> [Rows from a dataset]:
________
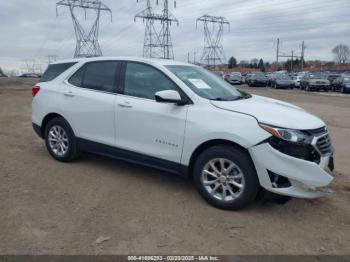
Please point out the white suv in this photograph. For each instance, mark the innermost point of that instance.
(183, 119)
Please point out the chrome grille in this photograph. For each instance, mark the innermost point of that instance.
(324, 144)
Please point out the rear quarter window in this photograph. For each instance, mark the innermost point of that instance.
(54, 71)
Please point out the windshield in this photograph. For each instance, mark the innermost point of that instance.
(206, 84)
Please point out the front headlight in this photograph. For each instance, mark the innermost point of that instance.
(290, 135)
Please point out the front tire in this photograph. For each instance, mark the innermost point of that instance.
(226, 177)
(60, 140)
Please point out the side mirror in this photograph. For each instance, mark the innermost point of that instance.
(169, 96)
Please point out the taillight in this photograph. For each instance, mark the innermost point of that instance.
(35, 90)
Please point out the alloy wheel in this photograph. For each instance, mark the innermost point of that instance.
(58, 140)
(223, 179)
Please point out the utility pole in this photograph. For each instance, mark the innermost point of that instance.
(213, 53)
(278, 55)
(52, 58)
(158, 44)
(87, 41)
(278, 50)
(302, 55)
(168, 18)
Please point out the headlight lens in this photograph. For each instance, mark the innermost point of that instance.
(290, 135)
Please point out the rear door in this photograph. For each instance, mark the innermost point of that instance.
(89, 96)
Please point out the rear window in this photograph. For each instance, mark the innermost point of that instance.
(54, 71)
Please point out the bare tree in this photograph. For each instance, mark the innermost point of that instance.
(341, 53)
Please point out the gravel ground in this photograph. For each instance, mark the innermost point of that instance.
(102, 206)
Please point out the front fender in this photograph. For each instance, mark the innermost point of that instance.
(219, 124)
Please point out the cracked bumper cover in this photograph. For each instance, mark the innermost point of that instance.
(308, 179)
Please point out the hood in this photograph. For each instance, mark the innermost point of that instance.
(273, 112)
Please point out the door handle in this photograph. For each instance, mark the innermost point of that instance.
(125, 105)
(70, 94)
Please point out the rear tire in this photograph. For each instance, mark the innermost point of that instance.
(60, 140)
(226, 177)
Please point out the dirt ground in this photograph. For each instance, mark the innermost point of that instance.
(47, 207)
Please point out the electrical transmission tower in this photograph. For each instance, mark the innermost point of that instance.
(158, 44)
(213, 53)
(292, 56)
(52, 58)
(87, 41)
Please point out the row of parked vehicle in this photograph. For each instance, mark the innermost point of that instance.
(309, 81)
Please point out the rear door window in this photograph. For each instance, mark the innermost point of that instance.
(54, 70)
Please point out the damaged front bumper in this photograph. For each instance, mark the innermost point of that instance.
(286, 175)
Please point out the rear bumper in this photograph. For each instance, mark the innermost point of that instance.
(307, 179)
(37, 130)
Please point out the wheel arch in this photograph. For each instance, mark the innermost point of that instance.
(46, 120)
(211, 143)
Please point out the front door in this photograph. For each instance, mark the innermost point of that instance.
(90, 96)
(144, 125)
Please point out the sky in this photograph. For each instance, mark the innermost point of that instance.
(31, 29)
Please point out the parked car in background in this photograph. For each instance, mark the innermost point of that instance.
(269, 77)
(341, 84)
(246, 77)
(296, 79)
(282, 81)
(331, 77)
(257, 79)
(315, 81)
(234, 78)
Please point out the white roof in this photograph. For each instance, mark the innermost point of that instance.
(162, 62)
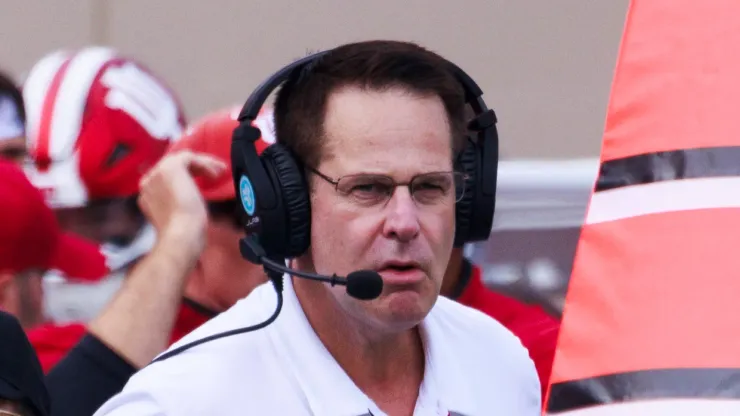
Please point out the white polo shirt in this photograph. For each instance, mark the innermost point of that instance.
(474, 367)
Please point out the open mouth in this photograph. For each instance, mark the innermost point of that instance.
(400, 267)
(401, 273)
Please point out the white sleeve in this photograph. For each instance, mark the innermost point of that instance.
(131, 404)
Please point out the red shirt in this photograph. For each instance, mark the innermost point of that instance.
(537, 330)
(52, 341)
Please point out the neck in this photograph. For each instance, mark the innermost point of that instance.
(451, 281)
(197, 291)
(370, 356)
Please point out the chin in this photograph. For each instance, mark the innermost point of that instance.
(406, 310)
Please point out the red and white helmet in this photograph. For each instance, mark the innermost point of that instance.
(96, 122)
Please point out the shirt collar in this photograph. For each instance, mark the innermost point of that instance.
(328, 390)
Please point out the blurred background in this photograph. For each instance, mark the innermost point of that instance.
(545, 67)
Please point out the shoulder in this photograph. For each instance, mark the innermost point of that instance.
(52, 342)
(487, 351)
(474, 327)
(210, 377)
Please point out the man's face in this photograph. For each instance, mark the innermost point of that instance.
(112, 221)
(227, 276)
(400, 135)
(21, 294)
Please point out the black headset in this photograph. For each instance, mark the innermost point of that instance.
(275, 206)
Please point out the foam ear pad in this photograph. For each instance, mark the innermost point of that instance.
(296, 203)
(468, 163)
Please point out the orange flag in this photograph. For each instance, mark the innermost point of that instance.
(651, 324)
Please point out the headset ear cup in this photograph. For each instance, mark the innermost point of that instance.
(296, 202)
(467, 163)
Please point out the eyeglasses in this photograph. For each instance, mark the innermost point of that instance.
(366, 189)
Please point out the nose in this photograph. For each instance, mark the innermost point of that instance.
(402, 217)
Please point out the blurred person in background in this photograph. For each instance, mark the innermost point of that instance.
(30, 243)
(22, 389)
(101, 364)
(537, 330)
(96, 122)
(12, 121)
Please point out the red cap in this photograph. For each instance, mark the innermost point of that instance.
(30, 237)
(212, 135)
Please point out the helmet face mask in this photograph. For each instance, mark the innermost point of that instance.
(115, 221)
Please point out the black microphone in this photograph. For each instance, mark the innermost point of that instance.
(360, 284)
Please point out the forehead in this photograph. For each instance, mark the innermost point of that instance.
(391, 131)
________
> [DO THIS]: Set down, word for word, every line from the line that holds "Please point out the orange" to the end of the entries above, including both ends.

> [SOLUTION]:
Please point out the orange flag in this photograph. For each instance, mark the innermost point of that instance.
(651, 324)
Please point out the headset ear cup in this photograph. For each instance, mark the innermost point of that instance.
(296, 202)
(467, 163)
Please point out the eyeglasses in this photograph. For each instance, mark the innermost point of that instance.
(366, 189)
Please point out the nose in this photograph. For each instance, mark the innermost point of that instance.
(402, 217)
Please point out the blurred person in background in this photograph. For each instance, mark the innermost point of that instance.
(30, 243)
(22, 389)
(101, 364)
(537, 330)
(96, 122)
(12, 121)
Please point out the red cap in this photograph. For each instance, mark the innermost point of that instance.
(30, 237)
(212, 135)
Please point out the helmet face mask in this photograph. For each instance, mark the innermost point of that instance.
(115, 221)
Please point out the black microphone in this photograph. For each instance, mark the innermost point of that instance.
(360, 284)
Please point out the forehead in this photograph. For each instance, mark the innermost point of that instance.
(391, 131)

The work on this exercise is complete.